» **Supplied entries**:
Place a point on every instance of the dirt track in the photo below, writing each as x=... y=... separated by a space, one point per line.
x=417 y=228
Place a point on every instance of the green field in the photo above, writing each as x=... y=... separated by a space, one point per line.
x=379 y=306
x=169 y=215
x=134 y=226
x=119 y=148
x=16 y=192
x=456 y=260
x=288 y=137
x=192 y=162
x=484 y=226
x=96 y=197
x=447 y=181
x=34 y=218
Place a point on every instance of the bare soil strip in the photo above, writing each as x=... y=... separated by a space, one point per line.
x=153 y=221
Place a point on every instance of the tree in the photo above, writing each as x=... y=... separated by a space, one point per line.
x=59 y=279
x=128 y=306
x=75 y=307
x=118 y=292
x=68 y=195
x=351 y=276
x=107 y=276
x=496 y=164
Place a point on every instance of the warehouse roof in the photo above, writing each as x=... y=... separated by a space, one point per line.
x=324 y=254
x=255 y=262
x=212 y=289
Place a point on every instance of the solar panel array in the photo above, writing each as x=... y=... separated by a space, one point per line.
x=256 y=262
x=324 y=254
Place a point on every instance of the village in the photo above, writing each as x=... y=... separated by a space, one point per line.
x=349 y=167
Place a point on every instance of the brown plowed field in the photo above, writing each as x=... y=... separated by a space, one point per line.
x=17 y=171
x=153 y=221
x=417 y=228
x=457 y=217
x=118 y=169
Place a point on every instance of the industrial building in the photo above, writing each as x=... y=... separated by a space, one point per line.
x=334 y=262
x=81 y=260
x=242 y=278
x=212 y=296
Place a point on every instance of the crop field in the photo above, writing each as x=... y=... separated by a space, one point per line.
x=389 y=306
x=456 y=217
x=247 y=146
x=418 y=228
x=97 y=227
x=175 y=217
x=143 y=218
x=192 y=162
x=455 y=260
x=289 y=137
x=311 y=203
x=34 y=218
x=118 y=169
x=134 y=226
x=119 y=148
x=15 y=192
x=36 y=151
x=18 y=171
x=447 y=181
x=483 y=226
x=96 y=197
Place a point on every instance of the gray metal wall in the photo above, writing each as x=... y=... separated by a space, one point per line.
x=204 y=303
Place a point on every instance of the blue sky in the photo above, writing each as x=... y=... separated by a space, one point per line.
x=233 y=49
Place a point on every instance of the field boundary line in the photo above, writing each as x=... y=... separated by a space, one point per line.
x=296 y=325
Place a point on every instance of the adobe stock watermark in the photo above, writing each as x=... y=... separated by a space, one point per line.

» **Problem description**: Edit the stretch of items from the line that contains "Place a point on every instance of the tree" through the line that contains "x=496 y=164", changing "tree" to "oak tree" and keeping everything else the same. Return only those lines.

» **Output for this exercise**:
Place a point on every instance of the oak tree in the photo above, writing each as x=... y=... separated by a space, one point per line.
x=59 y=279
x=128 y=306
x=75 y=307
x=118 y=292
x=68 y=195
x=351 y=276
x=107 y=276
x=496 y=164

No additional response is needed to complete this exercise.